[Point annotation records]
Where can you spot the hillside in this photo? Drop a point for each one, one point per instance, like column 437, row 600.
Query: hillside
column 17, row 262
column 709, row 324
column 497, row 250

-- DESCRIPTION OF THE TASK --
Find each line in the records above that contains the word "hillside", matching case exactly, and copy those lines.

-- EXPECTED ANSWER --
Where can you spot the hillside in this photo? Drop a point for each one, one point per instance, like column 437, row 600.
Query: hillside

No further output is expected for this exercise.